• _Article_
###
Organic advocates in the U.S. can get involved by learning from and acting in solidarity with the world’s family farmers and farm workers. To that end, the Organic Consumers Association has been working with our Mexican sister organization, Via Organica, “the Organic Way” to organize farmers to share organic farming, ranching and permaculture techniques for conserving water, fuel and soil fertility. Via Organica helps create local and regional markets for farmers as alternatives to the export markets that tend to extract needed resources, including water and soil. Sharing organic methods and creating local markets should ultimately conserve human resources, as well. Via Organica hopes to help foster conditions that make it possible for young people to stay in, and contribute to, their communities rather than leaving rural areas and moving to cities or out of the country.

Organic advocates can act in solidarity with the world’s farmers and farm workers to turn back climate change. Here’s how:

  • Become a small farmer yourself.
  • Buy organic produce direct from local farmers.
  • Increase the amount of food you can source locally by drying, canning and freezing seasonal produce.
  • Restrict grocery store purchases to organic and fair trade certified products, and work to improve organic and fair trade standards.
  • Help reduce greenhouse gas emissions and put carbon back in the soil where it belongs by composting all household organic waste, including food scraps and yard waste, and using composting toilets.
  • Support laws that keep green waste out of landfills and toilet waste out of the sewer system.
  • Avoid industrially produced food, especially animal products and processed foods that contain the intensively farmed commodities corn, soy, cotton, and canola.
  • Support the struggles of family farmers and farm workers at home and abroad, including workers who are exploited because of their immigration status.
  • Press local, state, federal and international policy makers to honor the contributions family farmers and farm workers make to food security and climate stabilization.
###
• _Data supplied_

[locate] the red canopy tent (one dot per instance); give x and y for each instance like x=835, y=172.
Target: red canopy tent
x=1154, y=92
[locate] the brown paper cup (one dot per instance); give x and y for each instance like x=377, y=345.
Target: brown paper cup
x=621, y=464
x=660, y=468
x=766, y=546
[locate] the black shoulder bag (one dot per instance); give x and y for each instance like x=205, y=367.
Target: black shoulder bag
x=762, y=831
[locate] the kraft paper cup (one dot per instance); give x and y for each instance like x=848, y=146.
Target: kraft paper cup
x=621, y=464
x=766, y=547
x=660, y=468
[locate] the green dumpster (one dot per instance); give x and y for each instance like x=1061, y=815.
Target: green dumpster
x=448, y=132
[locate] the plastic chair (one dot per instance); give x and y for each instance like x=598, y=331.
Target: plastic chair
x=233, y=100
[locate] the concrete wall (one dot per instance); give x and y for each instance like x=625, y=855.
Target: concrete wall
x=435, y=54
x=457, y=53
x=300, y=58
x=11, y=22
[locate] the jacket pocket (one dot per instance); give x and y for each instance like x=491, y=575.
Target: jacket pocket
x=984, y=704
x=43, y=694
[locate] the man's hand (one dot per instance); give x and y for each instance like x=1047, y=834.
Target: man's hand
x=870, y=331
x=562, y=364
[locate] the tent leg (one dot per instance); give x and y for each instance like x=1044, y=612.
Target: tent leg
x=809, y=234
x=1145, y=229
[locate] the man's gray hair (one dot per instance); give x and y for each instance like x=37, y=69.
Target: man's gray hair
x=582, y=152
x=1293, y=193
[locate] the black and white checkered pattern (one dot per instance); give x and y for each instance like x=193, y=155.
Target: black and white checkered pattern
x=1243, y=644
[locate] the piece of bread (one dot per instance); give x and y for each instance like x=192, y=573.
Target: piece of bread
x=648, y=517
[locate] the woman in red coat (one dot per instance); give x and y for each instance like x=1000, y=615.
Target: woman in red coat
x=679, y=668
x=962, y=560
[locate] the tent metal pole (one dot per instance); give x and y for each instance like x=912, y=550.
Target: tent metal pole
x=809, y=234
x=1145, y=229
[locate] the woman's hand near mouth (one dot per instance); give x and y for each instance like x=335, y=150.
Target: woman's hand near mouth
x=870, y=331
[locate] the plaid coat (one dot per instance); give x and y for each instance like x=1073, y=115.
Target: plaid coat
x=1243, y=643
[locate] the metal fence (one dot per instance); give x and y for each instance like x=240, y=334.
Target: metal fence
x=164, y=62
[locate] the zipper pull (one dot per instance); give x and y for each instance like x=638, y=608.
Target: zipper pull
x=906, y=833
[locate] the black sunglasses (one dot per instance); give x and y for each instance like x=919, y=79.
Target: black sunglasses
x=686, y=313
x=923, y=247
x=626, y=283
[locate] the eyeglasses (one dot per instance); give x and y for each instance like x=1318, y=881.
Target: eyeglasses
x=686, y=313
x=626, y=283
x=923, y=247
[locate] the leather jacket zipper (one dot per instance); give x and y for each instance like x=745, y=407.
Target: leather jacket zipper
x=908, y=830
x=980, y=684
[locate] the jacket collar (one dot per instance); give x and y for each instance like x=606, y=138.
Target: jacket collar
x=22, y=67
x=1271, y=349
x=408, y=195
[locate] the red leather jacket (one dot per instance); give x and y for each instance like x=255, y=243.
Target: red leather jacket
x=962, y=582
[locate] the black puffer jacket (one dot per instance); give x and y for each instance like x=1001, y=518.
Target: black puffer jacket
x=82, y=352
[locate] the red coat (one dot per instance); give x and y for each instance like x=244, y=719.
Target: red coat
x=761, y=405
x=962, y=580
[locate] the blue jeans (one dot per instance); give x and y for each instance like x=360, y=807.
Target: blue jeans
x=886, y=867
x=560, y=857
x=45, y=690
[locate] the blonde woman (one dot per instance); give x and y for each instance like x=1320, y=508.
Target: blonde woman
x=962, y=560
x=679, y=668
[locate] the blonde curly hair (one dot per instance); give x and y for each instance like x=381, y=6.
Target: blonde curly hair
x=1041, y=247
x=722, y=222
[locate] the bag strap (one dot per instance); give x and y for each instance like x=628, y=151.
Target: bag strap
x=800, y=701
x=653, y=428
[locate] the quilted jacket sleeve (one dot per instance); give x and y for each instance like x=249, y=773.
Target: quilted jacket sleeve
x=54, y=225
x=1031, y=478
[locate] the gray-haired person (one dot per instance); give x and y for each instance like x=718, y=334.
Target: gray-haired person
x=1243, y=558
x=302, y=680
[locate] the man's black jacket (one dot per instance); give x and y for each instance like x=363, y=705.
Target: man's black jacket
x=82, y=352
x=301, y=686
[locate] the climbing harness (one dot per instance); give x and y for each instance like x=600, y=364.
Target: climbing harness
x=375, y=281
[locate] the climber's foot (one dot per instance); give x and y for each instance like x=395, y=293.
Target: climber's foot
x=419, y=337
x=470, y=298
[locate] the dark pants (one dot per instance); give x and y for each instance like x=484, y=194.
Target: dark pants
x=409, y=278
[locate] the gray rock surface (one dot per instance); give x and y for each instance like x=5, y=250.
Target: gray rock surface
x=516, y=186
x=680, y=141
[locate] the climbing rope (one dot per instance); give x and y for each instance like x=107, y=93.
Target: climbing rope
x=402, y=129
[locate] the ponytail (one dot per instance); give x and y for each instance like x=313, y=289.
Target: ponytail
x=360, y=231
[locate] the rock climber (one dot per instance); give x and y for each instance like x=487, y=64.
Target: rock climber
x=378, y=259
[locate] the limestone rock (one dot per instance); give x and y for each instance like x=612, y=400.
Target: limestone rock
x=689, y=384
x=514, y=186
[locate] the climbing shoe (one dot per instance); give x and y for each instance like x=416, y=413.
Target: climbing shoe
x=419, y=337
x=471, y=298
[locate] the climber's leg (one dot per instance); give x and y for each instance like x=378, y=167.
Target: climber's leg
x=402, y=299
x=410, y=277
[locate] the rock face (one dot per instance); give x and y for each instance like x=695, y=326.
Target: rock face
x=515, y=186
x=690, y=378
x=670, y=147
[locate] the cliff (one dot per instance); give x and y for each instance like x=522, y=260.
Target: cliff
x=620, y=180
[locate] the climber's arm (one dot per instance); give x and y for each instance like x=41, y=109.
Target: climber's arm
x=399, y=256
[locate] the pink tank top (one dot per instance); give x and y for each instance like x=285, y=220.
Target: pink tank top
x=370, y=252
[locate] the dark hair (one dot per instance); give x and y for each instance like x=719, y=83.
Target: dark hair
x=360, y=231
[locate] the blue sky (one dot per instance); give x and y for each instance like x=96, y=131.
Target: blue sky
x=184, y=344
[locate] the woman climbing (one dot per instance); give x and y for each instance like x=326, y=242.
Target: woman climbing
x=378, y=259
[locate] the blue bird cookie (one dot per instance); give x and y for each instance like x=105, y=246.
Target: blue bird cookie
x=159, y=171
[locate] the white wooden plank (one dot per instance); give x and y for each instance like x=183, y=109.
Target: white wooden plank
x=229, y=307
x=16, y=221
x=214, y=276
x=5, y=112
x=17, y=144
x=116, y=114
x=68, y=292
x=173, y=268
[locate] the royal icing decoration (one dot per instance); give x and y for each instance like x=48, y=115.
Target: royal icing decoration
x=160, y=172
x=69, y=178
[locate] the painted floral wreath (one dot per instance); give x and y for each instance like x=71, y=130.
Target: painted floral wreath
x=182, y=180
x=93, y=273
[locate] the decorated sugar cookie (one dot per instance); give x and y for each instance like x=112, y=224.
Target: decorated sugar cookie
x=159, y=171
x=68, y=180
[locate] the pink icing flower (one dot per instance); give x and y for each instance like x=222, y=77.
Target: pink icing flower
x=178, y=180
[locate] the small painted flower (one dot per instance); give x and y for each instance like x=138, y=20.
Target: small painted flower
###
• _Tasks to carry out_
1) List every intensively farmed commodity that the article on organic advocacy names.
2) Answer from the article on organic advocacy:
(a) What is the Mexican sister organization of the Organic Consumers Association called, and how is its name translated?
(b) Which kinds of household organic waste does the article say to compost?
(c) What does that sister organization hope to make possible for young people?

• _Responses_
1) corn, soy, cotton, canola

2)
(a) Via Organica, "the Organic Way."
(b) Food scraps and yard waste.
(c) That they can stay in and contribute to their communities rather than leaving rural areas and moving to cities or out of the country.